§ **Data excerpts**:
******

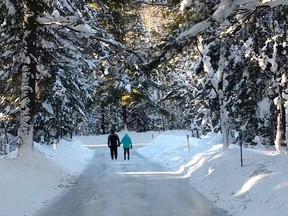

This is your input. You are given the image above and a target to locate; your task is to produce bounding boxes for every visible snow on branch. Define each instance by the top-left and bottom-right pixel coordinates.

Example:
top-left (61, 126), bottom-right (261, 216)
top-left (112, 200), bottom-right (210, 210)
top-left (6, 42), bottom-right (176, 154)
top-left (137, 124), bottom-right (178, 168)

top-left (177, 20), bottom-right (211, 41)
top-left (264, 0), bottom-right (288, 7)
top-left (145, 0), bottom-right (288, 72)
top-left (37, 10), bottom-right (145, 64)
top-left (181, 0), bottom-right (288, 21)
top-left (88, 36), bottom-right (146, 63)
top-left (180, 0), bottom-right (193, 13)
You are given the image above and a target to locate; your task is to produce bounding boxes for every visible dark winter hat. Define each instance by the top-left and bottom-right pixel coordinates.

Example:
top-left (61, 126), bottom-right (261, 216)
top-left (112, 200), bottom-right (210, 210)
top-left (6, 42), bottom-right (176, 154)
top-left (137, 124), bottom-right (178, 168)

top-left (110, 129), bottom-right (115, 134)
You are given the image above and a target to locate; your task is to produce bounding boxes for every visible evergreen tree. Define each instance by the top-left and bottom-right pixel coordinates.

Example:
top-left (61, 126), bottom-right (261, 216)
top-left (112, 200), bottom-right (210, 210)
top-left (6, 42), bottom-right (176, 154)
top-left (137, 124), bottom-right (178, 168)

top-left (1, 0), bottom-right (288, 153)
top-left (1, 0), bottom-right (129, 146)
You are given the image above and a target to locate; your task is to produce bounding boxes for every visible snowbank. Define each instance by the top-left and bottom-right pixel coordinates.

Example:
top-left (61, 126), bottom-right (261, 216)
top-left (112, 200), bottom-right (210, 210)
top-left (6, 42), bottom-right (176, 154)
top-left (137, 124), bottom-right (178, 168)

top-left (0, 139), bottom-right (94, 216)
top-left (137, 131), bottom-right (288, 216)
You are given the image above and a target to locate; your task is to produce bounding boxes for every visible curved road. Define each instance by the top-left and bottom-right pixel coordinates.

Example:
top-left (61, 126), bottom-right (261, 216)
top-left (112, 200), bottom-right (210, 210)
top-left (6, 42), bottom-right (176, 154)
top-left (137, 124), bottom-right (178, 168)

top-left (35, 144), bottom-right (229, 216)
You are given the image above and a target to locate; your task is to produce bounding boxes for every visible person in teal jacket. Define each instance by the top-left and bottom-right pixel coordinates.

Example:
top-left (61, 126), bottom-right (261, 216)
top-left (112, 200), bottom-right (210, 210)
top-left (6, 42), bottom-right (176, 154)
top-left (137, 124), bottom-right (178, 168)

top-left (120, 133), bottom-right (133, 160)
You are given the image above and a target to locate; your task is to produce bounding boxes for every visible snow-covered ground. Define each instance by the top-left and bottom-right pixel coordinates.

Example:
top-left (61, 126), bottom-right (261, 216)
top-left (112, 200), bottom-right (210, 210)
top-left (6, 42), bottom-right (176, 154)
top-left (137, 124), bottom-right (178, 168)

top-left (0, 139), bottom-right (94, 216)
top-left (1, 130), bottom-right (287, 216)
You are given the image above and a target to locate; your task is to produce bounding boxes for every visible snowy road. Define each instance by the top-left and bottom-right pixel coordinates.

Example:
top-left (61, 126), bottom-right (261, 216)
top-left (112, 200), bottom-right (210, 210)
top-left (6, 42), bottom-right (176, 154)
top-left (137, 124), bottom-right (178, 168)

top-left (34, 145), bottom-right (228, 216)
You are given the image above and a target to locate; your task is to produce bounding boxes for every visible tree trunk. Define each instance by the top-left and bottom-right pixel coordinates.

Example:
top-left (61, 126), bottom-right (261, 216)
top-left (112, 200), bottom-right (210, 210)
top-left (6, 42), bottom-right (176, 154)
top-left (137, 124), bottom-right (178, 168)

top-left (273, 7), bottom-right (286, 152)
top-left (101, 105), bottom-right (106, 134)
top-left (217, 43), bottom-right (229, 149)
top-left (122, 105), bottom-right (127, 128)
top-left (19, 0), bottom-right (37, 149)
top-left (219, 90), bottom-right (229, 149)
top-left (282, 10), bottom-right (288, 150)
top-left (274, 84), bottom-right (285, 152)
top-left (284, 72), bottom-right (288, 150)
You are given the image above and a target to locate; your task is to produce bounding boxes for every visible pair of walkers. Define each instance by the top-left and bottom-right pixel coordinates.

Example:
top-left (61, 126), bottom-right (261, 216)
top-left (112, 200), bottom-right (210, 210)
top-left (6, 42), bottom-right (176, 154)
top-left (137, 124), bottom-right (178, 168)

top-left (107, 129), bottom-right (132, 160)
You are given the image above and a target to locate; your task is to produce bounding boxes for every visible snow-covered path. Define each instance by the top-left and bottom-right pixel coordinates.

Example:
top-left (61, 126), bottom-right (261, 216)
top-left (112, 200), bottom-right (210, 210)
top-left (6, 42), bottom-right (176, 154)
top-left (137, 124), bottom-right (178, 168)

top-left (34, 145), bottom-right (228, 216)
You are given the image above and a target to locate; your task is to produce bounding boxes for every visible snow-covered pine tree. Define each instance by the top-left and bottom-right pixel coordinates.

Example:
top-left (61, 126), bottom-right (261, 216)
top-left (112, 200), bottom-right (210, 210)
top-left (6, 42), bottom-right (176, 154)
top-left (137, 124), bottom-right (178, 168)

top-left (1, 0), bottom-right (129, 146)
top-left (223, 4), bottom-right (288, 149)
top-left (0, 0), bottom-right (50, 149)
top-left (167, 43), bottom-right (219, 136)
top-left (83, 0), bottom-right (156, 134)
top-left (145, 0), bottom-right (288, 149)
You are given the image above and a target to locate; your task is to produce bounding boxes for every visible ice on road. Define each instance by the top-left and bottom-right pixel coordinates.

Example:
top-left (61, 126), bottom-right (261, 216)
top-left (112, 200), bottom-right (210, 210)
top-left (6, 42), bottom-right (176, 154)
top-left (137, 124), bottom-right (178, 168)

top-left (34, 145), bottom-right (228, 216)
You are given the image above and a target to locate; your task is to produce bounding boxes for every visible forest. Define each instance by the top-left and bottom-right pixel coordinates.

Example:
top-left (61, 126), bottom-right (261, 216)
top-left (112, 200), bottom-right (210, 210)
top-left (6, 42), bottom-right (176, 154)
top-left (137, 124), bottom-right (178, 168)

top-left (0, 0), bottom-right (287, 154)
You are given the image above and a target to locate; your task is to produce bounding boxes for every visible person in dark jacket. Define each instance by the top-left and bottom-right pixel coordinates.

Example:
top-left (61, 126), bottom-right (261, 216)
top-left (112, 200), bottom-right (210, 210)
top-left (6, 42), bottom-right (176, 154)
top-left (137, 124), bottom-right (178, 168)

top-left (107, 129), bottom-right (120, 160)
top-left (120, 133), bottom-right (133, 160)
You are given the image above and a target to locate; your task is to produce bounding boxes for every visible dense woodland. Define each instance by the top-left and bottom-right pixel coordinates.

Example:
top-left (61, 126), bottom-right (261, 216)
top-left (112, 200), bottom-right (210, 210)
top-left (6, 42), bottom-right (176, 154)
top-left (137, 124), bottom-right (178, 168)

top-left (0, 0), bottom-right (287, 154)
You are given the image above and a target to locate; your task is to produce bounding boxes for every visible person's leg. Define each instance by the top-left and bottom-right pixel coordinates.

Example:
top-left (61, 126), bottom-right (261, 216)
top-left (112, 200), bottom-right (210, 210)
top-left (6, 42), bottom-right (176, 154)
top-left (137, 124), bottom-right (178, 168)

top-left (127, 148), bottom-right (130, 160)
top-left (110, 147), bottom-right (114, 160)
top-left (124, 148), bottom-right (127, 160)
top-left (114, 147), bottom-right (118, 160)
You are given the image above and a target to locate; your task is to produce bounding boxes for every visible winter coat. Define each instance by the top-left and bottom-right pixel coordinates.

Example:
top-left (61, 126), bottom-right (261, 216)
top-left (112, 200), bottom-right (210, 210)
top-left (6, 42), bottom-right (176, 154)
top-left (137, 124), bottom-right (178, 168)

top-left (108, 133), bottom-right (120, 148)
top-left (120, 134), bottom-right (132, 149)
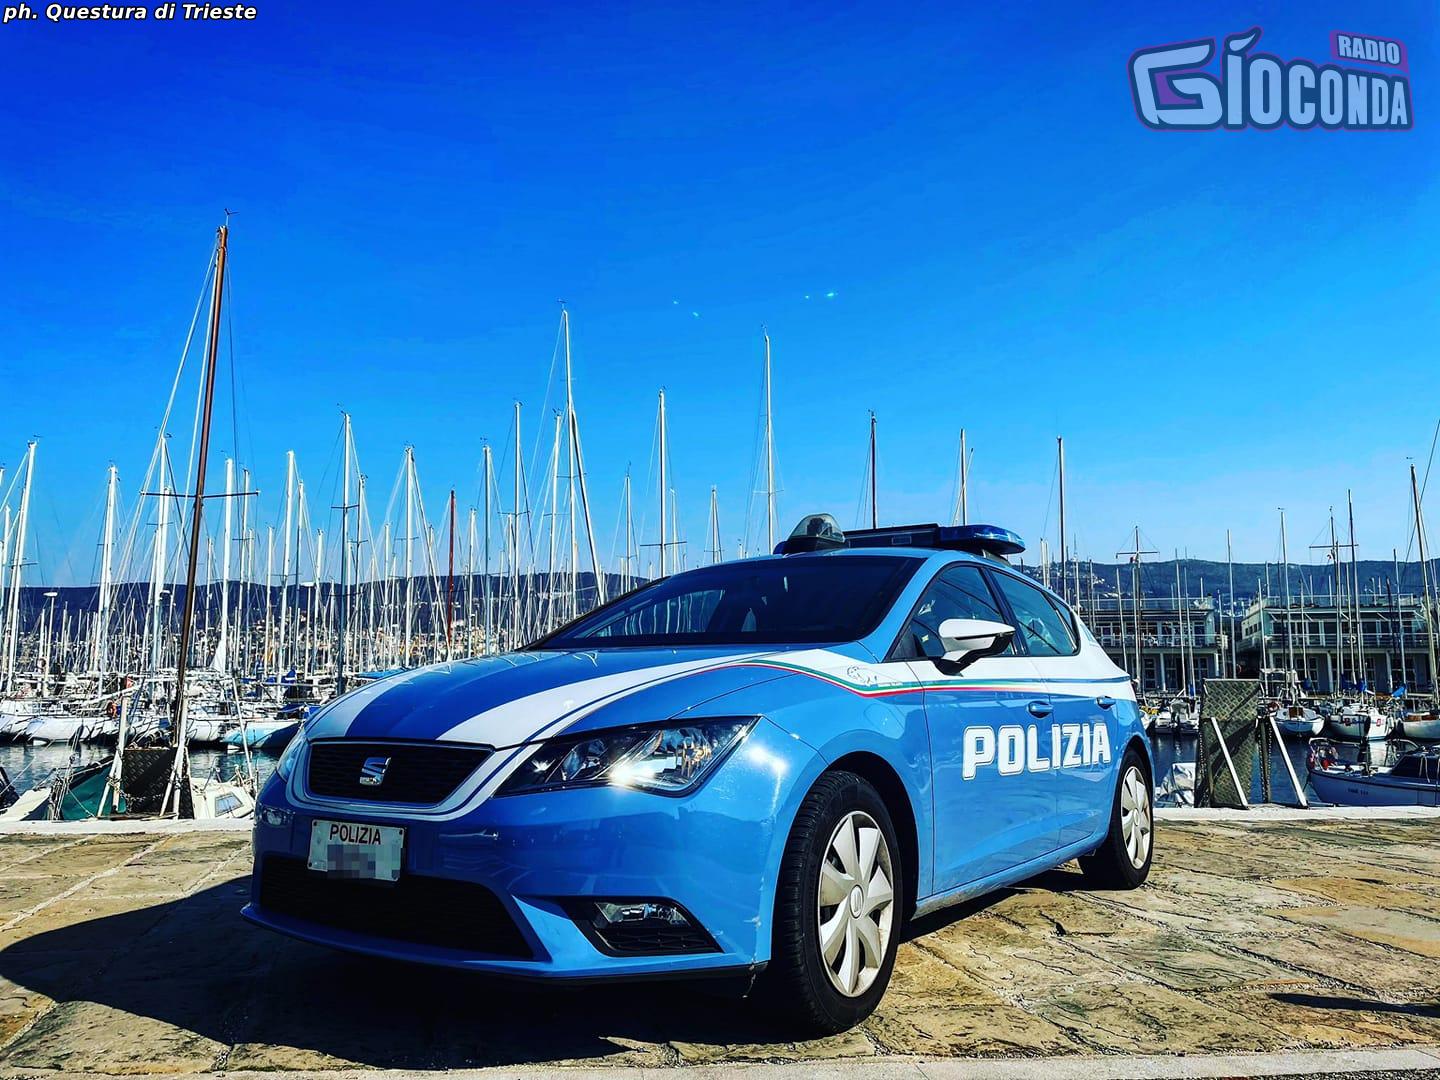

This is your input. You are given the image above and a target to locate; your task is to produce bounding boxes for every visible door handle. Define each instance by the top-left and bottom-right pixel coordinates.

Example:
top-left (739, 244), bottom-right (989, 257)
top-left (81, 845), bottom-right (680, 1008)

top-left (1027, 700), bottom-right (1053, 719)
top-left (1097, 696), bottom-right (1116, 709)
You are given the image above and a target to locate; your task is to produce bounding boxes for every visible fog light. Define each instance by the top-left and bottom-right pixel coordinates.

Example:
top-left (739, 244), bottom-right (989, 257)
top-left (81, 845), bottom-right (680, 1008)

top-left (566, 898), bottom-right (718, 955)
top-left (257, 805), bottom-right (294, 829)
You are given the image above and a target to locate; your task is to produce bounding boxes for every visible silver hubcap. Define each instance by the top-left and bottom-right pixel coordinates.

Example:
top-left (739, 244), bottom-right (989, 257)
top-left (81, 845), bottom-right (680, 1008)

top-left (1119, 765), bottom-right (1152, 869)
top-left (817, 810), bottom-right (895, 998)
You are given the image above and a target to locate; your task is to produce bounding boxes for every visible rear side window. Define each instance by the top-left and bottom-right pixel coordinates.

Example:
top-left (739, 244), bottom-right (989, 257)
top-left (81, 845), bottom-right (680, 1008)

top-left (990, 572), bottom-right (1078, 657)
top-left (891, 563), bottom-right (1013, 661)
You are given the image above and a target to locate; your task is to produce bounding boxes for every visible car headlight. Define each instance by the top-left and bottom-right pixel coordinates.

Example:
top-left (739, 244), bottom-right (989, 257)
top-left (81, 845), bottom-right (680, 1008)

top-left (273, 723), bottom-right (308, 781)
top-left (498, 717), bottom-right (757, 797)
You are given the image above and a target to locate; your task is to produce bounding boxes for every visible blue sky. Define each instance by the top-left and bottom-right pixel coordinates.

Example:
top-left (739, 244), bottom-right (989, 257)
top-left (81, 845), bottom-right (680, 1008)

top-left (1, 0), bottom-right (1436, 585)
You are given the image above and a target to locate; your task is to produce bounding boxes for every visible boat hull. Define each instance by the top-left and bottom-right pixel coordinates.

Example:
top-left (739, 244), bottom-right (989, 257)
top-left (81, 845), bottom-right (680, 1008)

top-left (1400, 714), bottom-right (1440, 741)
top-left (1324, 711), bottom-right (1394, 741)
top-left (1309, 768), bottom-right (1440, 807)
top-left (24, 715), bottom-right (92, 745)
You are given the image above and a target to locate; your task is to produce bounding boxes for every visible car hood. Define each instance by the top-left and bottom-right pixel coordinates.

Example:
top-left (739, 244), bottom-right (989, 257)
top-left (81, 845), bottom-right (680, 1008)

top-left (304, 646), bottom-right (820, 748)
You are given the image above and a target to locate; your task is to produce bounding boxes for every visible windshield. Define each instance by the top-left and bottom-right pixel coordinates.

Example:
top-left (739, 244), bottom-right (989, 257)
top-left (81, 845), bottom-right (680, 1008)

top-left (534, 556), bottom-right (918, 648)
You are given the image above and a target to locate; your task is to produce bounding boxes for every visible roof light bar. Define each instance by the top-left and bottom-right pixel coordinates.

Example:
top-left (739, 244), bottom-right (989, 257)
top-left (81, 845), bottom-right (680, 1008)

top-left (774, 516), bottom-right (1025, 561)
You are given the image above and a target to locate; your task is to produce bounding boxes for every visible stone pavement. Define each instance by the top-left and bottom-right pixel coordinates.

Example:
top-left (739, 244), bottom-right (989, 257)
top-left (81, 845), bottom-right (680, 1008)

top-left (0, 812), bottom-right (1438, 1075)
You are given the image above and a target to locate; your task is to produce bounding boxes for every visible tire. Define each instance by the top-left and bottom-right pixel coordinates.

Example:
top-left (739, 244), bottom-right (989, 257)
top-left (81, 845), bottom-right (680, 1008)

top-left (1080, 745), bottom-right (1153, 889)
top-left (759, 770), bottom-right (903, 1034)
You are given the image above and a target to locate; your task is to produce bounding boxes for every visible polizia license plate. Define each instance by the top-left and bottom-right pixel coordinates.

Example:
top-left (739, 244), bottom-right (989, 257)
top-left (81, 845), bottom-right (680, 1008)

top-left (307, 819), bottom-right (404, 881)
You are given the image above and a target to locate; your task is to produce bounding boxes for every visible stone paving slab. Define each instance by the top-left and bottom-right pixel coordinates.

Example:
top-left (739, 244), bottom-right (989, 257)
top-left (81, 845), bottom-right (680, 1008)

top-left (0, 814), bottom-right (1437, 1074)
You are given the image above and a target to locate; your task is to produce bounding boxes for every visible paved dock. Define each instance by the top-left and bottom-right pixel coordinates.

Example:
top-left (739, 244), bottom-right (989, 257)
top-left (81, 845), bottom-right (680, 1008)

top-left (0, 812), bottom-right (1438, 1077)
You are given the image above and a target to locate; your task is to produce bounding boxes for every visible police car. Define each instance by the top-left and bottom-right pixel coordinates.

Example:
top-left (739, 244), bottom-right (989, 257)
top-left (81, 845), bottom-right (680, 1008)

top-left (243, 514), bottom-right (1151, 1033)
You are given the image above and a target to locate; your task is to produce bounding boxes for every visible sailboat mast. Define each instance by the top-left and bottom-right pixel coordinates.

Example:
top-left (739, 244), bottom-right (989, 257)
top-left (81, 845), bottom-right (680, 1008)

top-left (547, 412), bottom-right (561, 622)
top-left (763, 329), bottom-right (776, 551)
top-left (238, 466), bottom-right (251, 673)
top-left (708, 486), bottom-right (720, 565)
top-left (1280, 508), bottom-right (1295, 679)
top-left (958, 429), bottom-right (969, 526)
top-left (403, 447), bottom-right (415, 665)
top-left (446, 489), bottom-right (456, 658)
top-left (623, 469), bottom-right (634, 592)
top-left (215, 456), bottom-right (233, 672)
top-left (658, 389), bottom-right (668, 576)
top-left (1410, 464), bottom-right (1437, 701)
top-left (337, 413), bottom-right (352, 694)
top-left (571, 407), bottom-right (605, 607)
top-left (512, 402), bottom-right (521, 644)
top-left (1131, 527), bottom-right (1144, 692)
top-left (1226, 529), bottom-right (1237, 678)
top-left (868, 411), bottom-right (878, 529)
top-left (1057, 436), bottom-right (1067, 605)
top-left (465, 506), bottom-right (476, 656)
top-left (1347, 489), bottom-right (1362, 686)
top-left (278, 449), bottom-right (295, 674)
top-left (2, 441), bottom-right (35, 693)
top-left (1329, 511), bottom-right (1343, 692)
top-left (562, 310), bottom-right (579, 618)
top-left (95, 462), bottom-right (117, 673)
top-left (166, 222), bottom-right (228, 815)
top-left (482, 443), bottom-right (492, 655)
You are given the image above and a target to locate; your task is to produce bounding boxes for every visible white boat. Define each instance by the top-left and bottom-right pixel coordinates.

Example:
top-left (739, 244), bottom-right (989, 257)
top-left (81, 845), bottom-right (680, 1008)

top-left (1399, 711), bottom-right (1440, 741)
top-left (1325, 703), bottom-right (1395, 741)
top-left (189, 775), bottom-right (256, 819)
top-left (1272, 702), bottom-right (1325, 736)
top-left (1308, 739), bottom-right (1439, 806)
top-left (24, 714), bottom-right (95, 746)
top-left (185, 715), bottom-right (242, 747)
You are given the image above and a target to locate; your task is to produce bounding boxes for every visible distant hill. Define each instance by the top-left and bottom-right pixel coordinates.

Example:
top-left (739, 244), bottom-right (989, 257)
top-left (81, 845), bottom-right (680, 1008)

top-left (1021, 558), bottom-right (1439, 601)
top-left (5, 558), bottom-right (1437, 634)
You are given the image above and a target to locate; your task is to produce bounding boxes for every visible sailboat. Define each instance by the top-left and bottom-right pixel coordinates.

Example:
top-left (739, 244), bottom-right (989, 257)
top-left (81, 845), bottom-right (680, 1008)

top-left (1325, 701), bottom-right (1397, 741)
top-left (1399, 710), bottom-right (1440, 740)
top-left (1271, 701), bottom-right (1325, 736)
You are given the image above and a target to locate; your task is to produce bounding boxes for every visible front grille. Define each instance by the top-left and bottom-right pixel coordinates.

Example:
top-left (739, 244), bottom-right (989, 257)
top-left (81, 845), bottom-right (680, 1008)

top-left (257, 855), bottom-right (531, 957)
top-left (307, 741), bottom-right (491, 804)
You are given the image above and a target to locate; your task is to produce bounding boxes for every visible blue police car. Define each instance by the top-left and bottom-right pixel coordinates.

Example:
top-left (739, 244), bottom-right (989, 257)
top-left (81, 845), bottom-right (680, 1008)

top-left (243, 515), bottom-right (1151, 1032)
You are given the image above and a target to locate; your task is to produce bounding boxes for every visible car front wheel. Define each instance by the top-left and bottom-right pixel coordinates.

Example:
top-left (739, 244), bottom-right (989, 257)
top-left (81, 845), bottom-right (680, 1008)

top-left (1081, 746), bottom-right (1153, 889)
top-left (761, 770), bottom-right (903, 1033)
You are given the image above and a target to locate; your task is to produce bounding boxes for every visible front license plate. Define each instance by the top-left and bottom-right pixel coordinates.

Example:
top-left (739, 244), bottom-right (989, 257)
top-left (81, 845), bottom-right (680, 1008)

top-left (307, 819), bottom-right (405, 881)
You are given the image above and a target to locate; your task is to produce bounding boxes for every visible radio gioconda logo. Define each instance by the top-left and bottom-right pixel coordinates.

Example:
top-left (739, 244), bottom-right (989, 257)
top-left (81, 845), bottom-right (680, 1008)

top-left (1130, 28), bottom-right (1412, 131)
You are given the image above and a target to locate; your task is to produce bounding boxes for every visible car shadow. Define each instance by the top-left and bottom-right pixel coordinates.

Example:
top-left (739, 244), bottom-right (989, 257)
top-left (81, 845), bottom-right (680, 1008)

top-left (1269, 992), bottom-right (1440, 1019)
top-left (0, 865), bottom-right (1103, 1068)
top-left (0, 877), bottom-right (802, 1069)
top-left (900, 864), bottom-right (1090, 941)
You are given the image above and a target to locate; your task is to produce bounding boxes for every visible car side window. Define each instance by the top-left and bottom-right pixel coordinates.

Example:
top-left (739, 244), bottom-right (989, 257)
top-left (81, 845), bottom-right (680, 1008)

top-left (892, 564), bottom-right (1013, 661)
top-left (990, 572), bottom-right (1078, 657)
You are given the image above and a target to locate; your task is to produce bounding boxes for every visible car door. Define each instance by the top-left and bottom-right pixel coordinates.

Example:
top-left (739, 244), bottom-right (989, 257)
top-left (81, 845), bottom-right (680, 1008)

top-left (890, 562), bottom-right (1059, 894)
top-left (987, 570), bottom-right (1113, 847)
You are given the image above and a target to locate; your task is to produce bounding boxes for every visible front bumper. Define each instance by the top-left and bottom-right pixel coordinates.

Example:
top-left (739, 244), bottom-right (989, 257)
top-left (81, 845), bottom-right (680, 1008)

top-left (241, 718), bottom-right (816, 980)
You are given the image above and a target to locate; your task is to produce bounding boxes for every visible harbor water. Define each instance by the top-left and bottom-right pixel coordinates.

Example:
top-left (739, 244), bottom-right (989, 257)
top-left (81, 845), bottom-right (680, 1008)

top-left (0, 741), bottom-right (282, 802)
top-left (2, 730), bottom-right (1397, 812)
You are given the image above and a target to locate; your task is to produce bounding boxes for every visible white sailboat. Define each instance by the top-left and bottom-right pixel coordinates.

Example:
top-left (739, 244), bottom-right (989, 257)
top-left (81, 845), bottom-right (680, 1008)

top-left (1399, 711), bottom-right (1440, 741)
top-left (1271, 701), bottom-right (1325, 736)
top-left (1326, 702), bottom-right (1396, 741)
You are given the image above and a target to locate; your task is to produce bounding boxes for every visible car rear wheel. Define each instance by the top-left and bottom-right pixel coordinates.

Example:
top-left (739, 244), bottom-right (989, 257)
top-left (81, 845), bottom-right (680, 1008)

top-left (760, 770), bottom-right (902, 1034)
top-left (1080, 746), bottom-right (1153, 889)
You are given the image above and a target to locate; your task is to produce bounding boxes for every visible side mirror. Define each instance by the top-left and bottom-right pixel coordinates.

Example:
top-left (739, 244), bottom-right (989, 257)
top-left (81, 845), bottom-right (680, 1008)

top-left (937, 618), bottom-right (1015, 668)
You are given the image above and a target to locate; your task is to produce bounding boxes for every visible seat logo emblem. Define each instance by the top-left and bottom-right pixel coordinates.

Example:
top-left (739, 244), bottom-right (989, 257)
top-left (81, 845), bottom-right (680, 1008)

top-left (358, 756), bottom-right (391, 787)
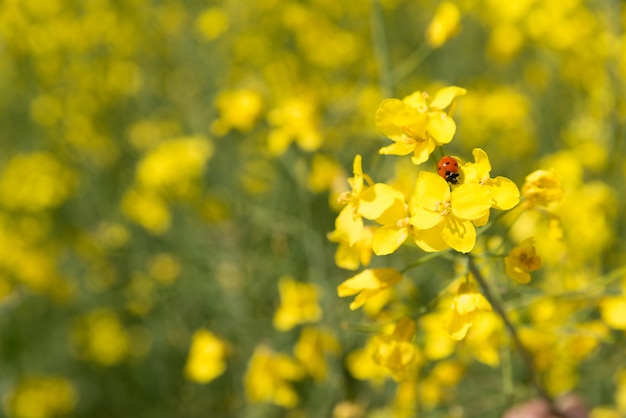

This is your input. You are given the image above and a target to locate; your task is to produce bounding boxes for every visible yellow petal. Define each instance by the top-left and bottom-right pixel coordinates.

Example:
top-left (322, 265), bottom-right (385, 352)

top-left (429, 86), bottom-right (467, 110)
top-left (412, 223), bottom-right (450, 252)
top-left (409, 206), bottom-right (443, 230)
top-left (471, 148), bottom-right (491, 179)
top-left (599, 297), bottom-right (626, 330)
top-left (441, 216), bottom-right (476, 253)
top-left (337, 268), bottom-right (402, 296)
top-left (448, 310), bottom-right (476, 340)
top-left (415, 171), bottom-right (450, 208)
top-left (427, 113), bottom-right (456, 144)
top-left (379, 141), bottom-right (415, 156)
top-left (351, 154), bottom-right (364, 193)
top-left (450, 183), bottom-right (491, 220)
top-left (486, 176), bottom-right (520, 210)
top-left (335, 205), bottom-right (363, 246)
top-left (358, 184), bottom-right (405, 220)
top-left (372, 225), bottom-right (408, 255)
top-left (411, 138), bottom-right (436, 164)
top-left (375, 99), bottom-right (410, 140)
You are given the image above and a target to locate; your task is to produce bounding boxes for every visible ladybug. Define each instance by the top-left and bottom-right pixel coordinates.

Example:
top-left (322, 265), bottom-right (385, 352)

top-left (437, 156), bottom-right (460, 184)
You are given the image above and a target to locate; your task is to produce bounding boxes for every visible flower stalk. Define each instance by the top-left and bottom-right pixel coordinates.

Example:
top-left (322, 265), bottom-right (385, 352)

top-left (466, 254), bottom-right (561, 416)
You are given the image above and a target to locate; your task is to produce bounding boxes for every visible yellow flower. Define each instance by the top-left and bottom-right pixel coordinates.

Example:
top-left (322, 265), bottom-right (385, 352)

******

§ **Your objective**:
Return every line of the listing above that contains "jacket".

§ **Answer to this problem**:
You are given the image above and a target to locate; your task is to produce bounding boxes for every visible person in teal jacket. Define each instance by the top-left and bottom-right pixel coordinates.
You are given the image above and a target to locate; your task is to produce bounding boxes for every visible person in dark jacket. Define each instance by the top-left and bottom-right pixel coordinates.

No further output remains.